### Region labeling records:
§

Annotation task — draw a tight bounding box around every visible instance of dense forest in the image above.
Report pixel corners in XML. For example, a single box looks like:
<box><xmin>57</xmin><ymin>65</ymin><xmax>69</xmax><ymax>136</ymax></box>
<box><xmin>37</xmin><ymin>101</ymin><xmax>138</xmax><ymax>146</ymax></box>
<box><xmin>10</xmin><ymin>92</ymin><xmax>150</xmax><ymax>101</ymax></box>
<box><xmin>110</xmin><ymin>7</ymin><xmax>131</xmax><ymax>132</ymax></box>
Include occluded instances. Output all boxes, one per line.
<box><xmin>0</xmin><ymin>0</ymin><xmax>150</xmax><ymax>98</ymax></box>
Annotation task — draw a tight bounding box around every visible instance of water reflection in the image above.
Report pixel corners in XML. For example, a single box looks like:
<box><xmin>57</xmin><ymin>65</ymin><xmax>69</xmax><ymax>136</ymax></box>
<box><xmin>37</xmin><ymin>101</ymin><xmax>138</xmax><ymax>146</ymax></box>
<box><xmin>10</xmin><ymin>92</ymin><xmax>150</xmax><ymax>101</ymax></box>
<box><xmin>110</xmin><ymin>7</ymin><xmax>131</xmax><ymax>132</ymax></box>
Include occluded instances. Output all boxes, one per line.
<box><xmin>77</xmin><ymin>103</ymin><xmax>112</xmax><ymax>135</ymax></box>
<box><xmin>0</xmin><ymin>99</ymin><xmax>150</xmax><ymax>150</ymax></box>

§

### PROBLEM DESCRIPTION:
Please write out everything from the line containing "reflection in the image above." down to the end of the records, with the requests included. Shift every box coordinate in the answers up by 131, and leave the requests and their sample boxes as they are.

### TASK RESULT:
Annotation task — draw a tight bounding box around every visible instance of water reflection in the image above.
Report pixel corners in XML. For example, a single box looks like:
<box><xmin>57</xmin><ymin>65</ymin><xmax>69</xmax><ymax>136</ymax></box>
<box><xmin>37</xmin><ymin>101</ymin><xmax>138</xmax><ymax>146</ymax></box>
<box><xmin>10</xmin><ymin>92</ymin><xmax>150</xmax><ymax>101</ymax></box>
<box><xmin>110</xmin><ymin>7</ymin><xmax>131</xmax><ymax>132</ymax></box>
Include occluded instances. Output all boxes, one per line.
<box><xmin>208</xmin><ymin>234</ymin><xmax>243</xmax><ymax>266</ymax></box>
<box><xmin>131</xmin><ymin>230</ymin><xmax>281</xmax><ymax>281</ymax></box>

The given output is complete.